Dataset content:
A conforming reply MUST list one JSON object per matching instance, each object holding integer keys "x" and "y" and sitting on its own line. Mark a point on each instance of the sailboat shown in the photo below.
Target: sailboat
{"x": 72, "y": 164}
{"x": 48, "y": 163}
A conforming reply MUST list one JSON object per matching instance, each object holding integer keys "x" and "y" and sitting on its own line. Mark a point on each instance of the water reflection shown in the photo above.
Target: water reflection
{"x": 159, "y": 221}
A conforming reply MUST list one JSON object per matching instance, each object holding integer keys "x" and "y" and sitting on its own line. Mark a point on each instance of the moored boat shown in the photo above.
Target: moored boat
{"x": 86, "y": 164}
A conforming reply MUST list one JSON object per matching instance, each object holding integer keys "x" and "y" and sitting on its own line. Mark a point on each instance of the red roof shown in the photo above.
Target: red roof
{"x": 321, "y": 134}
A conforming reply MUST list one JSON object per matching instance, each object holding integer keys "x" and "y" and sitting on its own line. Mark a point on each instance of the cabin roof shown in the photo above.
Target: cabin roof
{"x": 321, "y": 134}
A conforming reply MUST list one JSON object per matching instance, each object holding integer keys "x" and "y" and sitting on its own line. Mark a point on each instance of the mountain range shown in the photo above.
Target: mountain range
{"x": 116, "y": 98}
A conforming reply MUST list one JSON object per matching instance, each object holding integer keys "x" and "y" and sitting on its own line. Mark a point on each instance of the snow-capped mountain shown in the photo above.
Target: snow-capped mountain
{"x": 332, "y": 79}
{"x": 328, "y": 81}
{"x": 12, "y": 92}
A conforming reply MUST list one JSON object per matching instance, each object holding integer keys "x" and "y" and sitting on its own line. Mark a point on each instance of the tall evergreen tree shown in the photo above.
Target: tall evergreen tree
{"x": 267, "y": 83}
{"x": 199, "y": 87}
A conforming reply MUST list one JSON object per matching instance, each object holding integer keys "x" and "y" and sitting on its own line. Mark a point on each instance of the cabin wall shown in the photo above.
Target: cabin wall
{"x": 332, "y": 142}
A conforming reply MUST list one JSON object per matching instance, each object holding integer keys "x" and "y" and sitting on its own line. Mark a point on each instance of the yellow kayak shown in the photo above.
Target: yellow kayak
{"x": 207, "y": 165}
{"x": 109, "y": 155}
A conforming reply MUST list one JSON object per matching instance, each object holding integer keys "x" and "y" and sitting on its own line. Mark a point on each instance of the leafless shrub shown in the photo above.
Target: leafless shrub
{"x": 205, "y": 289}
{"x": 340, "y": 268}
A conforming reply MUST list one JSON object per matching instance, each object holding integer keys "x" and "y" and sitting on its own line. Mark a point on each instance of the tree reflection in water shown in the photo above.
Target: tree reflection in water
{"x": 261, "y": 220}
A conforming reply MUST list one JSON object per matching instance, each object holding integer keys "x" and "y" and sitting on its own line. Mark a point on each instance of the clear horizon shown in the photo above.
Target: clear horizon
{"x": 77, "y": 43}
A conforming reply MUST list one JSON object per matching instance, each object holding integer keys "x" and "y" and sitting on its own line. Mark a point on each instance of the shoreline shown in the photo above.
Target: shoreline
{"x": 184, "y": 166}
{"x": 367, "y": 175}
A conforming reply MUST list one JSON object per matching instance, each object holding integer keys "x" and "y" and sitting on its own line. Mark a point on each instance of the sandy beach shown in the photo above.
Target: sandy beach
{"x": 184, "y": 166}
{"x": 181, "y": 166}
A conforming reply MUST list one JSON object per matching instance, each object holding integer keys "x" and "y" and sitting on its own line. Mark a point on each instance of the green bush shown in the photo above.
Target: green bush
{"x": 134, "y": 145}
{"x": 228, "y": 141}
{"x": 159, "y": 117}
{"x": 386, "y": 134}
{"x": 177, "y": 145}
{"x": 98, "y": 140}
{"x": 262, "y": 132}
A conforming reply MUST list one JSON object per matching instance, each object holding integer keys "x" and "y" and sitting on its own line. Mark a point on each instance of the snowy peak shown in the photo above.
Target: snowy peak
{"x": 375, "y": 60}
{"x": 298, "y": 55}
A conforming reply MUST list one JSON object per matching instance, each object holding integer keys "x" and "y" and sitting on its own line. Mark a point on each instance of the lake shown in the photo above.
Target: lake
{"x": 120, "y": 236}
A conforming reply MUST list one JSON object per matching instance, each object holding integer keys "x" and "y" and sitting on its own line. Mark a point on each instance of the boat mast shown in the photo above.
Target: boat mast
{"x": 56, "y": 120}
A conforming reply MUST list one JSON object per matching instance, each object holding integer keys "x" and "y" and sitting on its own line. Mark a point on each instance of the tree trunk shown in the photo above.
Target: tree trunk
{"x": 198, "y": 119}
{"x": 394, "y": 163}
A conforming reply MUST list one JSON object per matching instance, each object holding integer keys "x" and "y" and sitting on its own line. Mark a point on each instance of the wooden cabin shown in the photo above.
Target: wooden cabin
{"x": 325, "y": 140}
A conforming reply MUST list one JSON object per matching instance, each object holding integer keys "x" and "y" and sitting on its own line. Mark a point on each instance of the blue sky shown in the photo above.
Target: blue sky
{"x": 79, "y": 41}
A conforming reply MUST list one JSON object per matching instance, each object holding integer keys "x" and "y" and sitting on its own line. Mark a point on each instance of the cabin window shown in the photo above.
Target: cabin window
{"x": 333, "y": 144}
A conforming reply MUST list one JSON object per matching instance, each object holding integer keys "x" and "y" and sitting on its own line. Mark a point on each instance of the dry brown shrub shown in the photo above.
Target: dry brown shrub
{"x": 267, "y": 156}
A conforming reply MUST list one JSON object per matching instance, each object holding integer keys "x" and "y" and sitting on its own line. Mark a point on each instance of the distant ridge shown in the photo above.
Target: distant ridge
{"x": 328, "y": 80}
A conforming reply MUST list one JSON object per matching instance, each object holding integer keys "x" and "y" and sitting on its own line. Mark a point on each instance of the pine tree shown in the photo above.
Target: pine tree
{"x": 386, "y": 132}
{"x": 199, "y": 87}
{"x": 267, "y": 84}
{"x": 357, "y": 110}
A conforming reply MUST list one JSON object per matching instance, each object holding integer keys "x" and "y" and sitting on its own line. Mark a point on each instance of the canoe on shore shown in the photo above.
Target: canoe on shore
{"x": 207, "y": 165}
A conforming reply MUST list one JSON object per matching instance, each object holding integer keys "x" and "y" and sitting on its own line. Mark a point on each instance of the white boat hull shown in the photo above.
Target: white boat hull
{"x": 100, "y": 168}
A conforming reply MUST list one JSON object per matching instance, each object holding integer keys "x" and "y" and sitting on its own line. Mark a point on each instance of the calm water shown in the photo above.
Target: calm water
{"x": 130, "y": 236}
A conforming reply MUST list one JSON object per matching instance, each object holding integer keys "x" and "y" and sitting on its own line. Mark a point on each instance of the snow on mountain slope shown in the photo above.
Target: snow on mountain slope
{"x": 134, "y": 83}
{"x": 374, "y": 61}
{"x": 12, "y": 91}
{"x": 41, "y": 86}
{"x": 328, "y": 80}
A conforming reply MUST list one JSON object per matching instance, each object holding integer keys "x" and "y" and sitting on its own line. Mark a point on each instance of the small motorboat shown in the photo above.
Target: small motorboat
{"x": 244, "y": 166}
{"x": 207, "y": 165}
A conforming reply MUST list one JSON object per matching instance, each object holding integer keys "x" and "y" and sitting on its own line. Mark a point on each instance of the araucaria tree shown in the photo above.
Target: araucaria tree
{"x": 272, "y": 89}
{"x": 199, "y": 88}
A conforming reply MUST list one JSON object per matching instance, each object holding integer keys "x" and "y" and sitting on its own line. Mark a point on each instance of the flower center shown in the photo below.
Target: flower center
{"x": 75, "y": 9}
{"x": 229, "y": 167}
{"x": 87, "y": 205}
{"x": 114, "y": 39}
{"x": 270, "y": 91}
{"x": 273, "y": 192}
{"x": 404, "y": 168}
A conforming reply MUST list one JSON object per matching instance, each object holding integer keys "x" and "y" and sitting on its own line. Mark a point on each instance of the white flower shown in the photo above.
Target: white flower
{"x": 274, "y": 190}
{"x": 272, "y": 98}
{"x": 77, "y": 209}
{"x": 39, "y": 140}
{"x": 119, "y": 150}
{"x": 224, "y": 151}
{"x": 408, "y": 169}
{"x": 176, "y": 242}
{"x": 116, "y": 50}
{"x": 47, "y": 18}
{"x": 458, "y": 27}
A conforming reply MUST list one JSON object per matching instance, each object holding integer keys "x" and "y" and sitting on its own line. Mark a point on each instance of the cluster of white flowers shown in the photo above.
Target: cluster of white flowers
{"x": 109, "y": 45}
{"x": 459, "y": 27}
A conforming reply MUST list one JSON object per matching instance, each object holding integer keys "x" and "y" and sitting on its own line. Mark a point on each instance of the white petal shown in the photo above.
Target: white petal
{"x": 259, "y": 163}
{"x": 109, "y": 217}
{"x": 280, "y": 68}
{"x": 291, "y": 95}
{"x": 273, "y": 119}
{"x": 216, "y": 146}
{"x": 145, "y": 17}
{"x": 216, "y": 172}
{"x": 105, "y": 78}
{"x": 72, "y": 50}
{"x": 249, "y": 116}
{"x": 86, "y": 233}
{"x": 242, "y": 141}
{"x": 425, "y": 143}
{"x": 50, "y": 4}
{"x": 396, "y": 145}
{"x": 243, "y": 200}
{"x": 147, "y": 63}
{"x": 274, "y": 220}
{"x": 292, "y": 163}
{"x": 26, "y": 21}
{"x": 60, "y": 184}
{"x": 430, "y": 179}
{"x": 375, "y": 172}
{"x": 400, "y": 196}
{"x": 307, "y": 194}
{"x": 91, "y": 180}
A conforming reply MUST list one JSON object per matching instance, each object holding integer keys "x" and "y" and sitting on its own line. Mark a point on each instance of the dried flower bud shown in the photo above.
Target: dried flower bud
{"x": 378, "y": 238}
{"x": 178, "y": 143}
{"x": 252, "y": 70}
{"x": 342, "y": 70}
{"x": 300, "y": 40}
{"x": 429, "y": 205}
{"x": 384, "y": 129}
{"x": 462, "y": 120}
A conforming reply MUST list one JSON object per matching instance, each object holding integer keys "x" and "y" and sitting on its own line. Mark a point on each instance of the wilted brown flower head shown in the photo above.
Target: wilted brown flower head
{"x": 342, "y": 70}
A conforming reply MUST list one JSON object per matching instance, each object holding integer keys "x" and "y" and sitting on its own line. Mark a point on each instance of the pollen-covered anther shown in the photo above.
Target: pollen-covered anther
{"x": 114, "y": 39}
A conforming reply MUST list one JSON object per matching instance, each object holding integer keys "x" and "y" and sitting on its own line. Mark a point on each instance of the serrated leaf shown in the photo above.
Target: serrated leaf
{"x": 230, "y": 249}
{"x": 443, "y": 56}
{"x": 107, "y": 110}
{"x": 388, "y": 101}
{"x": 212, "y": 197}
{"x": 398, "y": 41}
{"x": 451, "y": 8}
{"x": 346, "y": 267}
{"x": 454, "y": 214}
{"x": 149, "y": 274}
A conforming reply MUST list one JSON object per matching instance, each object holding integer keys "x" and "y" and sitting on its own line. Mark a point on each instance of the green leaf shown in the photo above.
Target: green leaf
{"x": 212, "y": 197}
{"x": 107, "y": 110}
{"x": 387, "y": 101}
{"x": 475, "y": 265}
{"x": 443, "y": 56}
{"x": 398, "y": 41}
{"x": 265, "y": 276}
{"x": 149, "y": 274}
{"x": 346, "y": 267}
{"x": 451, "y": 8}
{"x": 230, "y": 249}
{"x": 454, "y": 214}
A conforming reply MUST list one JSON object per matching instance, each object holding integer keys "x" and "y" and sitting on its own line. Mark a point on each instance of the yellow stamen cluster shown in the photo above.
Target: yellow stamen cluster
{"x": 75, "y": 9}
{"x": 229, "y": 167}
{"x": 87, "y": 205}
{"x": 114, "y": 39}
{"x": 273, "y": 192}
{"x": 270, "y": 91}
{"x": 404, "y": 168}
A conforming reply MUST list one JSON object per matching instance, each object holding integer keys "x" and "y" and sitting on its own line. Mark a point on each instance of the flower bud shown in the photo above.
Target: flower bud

Written task: Can you pull out, word for word, the lines of the material starting at the line that contains "the flower bud shown in the photo above." and ending with the last line of the material?

Task output:
A conforming reply MUST list one JSON object per matching instance, each object holding integer keys "x" and "y" and sitting on its own line. Mark a point on each instance of the flower bud shown in the photo above.
Target: flower bud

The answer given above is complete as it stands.